**Te lezen tekst**
_ _ _ _ _ _ _

Centrale Raad van Beroep, 09-01-2024, ECLI:NL:CRVB:2024:161, 21/4550 PW
Centrale Raad van Beroep, 09-01-2024, ECLI:NL:CRVB:2024:161, 21/4550 PW
Gegevens
- Instantie
- Centrale Raad van Beroep
- Datum uitspraak
- 9 januari 2024
- Datum publicatie
- 5 februari 2024
- Annotator
- ECLI
- ECLI:NL:CRVB:2024:161
- Zaaknummer
- 21/4550 PW
Inhoudsindicatie
Afwijzing aanvraag om bijstand. Verblijfsrecht. Geen afstemming.
Appellante en haar jongste minderjarige zoon Y konden in de te beoordelen periode niet met een Nederlander worden gelijkgesteld. Daarom heeft het college niet de mogelijkheid om hen op grond van zeer dringende redenen bijstand toe te kennen. Het college heeft wel bijstand toegekend aan X, de oudste minderjarige zoon van appellante. Voor het antwoord op de vraag of de bijstand van X moet worden afgestemd, is alleen de situatie van hem en niet die van het gezin van belang. Voor appellante en Y is toekenning en dus ook afstemming namelijk niet mogelijk, omdat zij geen recht op bijstand hebben. Appellante heeft niet met concrete feiten of omstandigheden aannemelijk gemaakt dat zich een zeer bijzondere situatie voordoet die afstemming van de bijstand van X noodzakelijk maakt.

_ _ _ _ _ _ _

**Aangeleverd materiaal**

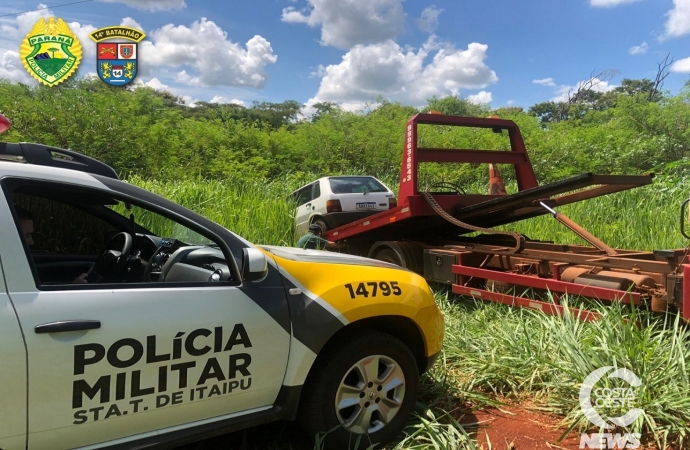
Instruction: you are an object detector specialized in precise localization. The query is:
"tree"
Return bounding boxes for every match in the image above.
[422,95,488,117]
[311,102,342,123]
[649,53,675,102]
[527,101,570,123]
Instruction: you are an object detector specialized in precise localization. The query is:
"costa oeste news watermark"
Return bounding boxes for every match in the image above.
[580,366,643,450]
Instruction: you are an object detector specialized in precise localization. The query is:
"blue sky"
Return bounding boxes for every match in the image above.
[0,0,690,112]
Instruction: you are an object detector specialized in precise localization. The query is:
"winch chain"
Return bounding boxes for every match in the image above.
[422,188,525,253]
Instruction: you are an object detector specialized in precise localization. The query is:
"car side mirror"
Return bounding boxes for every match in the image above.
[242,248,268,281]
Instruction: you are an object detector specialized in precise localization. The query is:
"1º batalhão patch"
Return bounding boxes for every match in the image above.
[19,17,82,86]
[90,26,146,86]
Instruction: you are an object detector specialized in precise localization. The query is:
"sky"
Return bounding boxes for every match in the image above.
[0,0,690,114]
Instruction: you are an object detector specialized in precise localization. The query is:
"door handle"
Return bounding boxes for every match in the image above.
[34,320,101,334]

_ _ _ _ _ _ _

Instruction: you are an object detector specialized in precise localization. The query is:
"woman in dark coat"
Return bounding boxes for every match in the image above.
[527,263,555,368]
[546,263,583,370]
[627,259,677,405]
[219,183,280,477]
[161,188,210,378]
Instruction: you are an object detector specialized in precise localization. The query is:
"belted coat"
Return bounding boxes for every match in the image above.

_ _ _ _ _ _ _

**Gegeven opdracht**
Hoe gaat de uitspraak van de Centrale Raad van Beroep over de bijstandsaanvraag van appellante verder? Schrijf het vervolg, te beginnen na de laatste zin.

**Antwoord**
Uitspraak
21/4550 PW, 22/1853 PW
Datum uitspraak: 9 januari 2024
Centrale Raad van Beroep
Meervoudige kamer
Uitspraak op de hoger beroepen tegen de uitspraken van de rechtbank Midden-Nederland van 16 november 2021, 21/2104 (aangevallen uitspraak 1) en van 25 mei 2022, 21/4855 (aangevallen uitspraak 2)
Partijen:
[appellante] te [woonplaats] (appellante)
het college van burgemeester en wethouders van Utrecht (college)
In geschil is of appellante en haar jongste minderjarige zoon om zeer dringende redenen op grond van artikel 16, eerste lid, van de Participatiewet (PW) bijstand moet worden toegekend. De Raad is van oordeel dat dit niet het geval is. Zij kunnen voor de toepassing van deze wet niet met een Nederlander gelijk worden gesteld. Verder is in geschil of aan de oudste minderjarige zoon van appellante na afstemming meer bijstand moet worden toegekend dan het college heeft gedaan. De Raad is van oordeel dat ook die vraag ontkennend moet worden beantwoord. De hoger beroepen slagen dus niet.
PROCESVERLOOP
Namens appellante heeft mr. J.H.F. de Jong, advocaat, hoger beroep ingesteld tegen aangevallen uitspraak 1 en heeft mr. S. Karkache, advocaat, hoger beroep ingesteld tegen aangevallen uitspraak 2.
Het college heeft verweerschriften ingediend, nadere uiteenzettingen gegeven en nadere stukken ingediend.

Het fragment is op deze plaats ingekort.